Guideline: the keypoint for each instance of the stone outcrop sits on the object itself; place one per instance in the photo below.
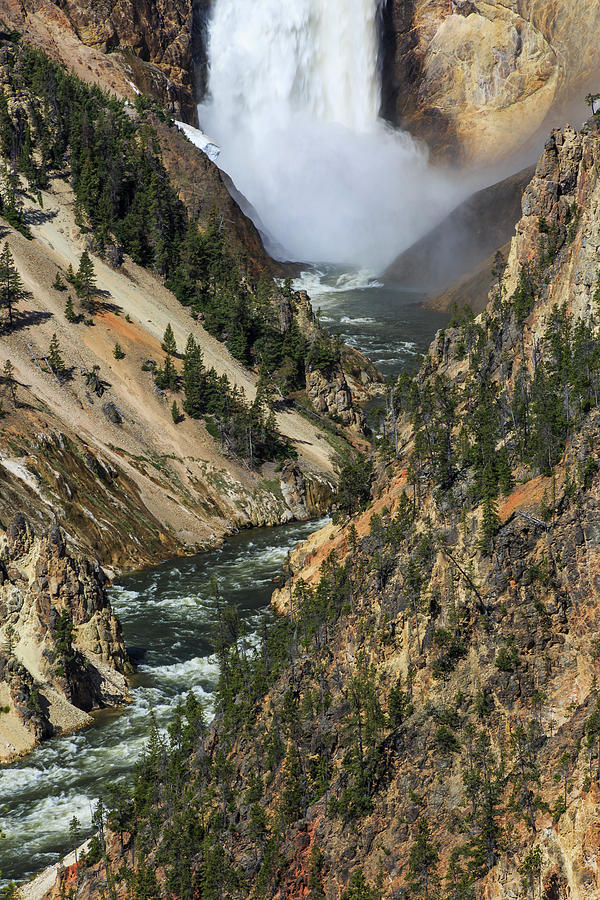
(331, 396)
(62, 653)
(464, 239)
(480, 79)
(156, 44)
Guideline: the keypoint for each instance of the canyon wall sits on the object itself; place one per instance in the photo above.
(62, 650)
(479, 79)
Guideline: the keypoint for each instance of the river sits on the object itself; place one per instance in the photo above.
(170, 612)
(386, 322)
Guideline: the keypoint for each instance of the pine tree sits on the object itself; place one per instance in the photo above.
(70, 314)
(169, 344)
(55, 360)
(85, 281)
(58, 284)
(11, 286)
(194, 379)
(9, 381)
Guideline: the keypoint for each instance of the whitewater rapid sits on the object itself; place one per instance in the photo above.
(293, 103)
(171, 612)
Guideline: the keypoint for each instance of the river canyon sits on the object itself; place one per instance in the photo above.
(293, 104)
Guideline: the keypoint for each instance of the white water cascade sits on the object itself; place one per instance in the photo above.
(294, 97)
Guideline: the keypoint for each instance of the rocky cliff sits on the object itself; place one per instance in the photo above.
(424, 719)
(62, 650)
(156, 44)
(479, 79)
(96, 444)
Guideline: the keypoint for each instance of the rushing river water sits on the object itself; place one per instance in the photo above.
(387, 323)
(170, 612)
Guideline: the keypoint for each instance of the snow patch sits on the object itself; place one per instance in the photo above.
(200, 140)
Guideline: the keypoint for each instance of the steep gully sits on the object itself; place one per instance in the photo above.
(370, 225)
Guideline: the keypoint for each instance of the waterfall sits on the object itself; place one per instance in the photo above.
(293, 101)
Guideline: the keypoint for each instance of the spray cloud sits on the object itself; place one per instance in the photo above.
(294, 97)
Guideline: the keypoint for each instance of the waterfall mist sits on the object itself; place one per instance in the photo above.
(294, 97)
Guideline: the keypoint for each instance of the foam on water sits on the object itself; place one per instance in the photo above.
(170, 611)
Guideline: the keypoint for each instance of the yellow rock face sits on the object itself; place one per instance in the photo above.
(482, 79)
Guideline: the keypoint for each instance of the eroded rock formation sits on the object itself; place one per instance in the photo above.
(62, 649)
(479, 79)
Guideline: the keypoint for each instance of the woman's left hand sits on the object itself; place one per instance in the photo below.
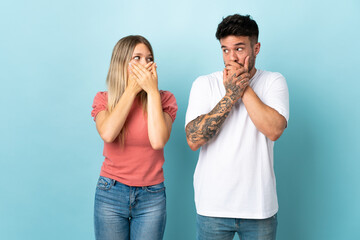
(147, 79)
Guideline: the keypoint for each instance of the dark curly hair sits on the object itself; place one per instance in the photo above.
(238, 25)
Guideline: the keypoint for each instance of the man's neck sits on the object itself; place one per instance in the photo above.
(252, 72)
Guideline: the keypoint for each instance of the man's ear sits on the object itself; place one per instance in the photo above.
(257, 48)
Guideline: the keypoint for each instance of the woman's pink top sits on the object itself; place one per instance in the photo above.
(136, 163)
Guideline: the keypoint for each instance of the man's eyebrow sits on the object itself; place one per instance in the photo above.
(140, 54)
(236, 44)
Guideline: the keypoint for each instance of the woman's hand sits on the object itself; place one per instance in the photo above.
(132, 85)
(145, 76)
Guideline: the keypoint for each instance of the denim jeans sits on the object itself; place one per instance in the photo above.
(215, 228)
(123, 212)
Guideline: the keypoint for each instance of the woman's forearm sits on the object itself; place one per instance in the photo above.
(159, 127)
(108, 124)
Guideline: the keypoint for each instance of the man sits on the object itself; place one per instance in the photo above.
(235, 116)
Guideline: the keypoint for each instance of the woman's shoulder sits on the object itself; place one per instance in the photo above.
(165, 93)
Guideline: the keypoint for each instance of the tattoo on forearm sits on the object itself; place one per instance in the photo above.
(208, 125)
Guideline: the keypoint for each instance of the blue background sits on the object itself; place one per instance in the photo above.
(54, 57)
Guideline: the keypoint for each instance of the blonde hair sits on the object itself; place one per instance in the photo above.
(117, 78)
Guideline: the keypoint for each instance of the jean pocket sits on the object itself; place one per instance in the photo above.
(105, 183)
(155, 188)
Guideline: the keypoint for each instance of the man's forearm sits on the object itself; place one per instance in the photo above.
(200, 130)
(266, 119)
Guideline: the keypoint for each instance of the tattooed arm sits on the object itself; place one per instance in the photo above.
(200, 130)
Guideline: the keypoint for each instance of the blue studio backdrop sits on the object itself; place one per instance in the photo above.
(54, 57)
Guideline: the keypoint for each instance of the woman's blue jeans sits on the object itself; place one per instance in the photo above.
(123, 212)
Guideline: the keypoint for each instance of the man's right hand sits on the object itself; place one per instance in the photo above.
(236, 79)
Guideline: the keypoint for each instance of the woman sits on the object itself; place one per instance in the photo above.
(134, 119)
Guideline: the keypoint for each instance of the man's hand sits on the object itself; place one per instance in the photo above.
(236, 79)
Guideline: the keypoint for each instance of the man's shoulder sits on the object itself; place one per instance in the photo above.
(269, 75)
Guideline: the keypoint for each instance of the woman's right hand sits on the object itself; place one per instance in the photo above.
----
Your answer must be the records above, copied exactly, with no pictures.

Guideline: the keypoint for each instance of the stone outcrop sits on the object itself; place one per instance in the photo below.
(331, 396)
(62, 653)
(464, 239)
(480, 79)
(156, 44)
Guideline: the keypoint for each instance of the canyon wall sits on the object itself; place one per instance in the photo above.
(62, 650)
(479, 79)
Guideline: the keypoint for each instance of the river sits on the object itself; place one per instance in the photo above.
(170, 612)
(386, 322)
Guideline: the keypoint for each instance of the pine tree sits on the object itself; place one per instance in the photo above.
(70, 314)
(169, 344)
(55, 360)
(85, 281)
(58, 284)
(11, 286)
(194, 379)
(9, 381)
Guideline: the keypoint for each instance of the whitewater rapid sits on the object itself; place one per instance in the photo above.
(293, 103)
(171, 612)
Guideline: the keypoint for each instance of the river canyon sits on the object itself; place one per instance in the photo above.
(293, 104)
Guideline: the keypoint for each instance of the white water cascade sits on the object itself; place one per instance in the photo above.
(294, 97)
Guideline: the keypoint for each instance of the rocky cliff sits on the object itself; place one per instance in the photo above.
(424, 719)
(62, 650)
(156, 44)
(479, 79)
(96, 444)
Guideline: the keypoint for each instance of the rushing river water sits on the object itself; place one per instance in the photo above.
(387, 323)
(170, 612)
Guideline: the keypoint for each instance of the snow patch sits on the object itself; place one per instance in the photo above.
(200, 140)
Guideline: the keypoint for each instance of the steep gully sits on the object itself; place one per instance in the photo above.
(370, 225)
Guideline: the keypoint for each instance of the waterfall sits on the object itself; place one per instance in the photo above.
(293, 101)
Guideline: the keypoint for each instance of the spray cloud sits on the object itself; place one per instance in the photo above.
(294, 97)
Guideline: the keypoint for each instance of the waterfall mist sits on the object itself; place one per instance in the photo above.
(294, 97)
Guideline: the keypoint for each instance of the foam on water sits on the object itself; place one per instance in the photo above.
(170, 611)
Guideline: the keypoint for each instance of the yellow rock face sits on the object itself; place one per instance in the photo above.
(482, 79)
Guideline: the keypoint for each instance of the eroded rock formation sits on the object itself; place one per instance in the photo above.
(62, 649)
(479, 79)
Guideline: the keypoint for each instance of the woman's left hand sits on the object itself; place one per instance in the photo below.
(147, 79)
Guideline: the keypoint for each instance of the dark curly hair sits on the object itself; place one per instance in the photo above.
(238, 25)
Guideline: the keypoint for each instance of the man's neck sits on the object itself; place one per instance in the photo above.
(252, 72)
Guideline: the keypoint for each instance of the man's ear sits on the object itself; place one per instance in the photo above.
(257, 48)
Guideline: the keypoint for each instance of the woman's pink top sits on the object itself; place one per instance in the photo above.
(136, 163)
Guideline: the keypoint for each instance of the man's eyebrow sits on the object itself; place one per instance in the photo above.
(140, 54)
(236, 44)
Guideline: the keypoint for each instance of the woman's hand sits on the object itself; place one per instance in the photo above.
(132, 85)
(145, 76)
Guideline: the keypoint for each instance of the denim jeans sits on the object itself; place one per instance in the photo above.
(215, 228)
(123, 212)
Guideline: the keypoint for each instance of the woman's forearm sits on the object itself; place one per instance in the photo above.
(159, 127)
(108, 124)
Guideline: the keypoint for each instance of the man sits on the object itself; place one per instance in the photo above.
(235, 116)
Guideline: the keypoint for each instance of the woman's shoulder sits on the object itself; place one per instance in the photo above.
(165, 93)
Guideline: the keypoint for each instance of the tattoo on forearm sits on the object itself; place one per instance in the photo above.
(208, 125)
Guideline: the keypoint for each instance of the blue background sits on the object itself; place one per instance in the photo above.
(54, 57)
Guideline: the keypoint for each instance of the blonde hair sits on the object itself; place one per instance in the photo above.
(117, 78)
Guideline: the keypoint for each instance of the jean pocket sits on the object itself; place one per instance in the photo above.
(105, 183)
(155, 188)
Guideline: the keypoint for each instance of the man's forearm sits on the object itself; place one per instance in the photo above.
(200, 130)
(266, 119)
Guideline: the keypoint for each instance of the tattooed arm sits on the object itself; place one per instance in the photo above.
(200, 130)
Guideline: the keypoint for each instance of the blue studio backdrop sits on the object itself; place one per instance in the photo above.
(54, 57)
Guideline: the keypoint for each instance of the woman's blue jeans sits on the object itself; place one per instance in the photo above.
(123, 212)
Guideline: the keypoint for each instance of the man's right hand sits on the object itself; place one per instance in the photo above.
(236, 79)
Guideline: the keypoint for each instance of the woman sits on the object itself; place one per instance in the photo above.
(134, 119)
Guideline: the keypoint for each instance of the man's hand sits on the object itself; place one per instance in the photo above.
(236, 79)
Guideline: the keypoint for each instance of the man's shoulder sits on the object itself; place one per instance in the photo above.
(269, 75)
Guideline: the keypoint for each instance of the woman's right hand sits on the object itself; place one per instance in the photo above.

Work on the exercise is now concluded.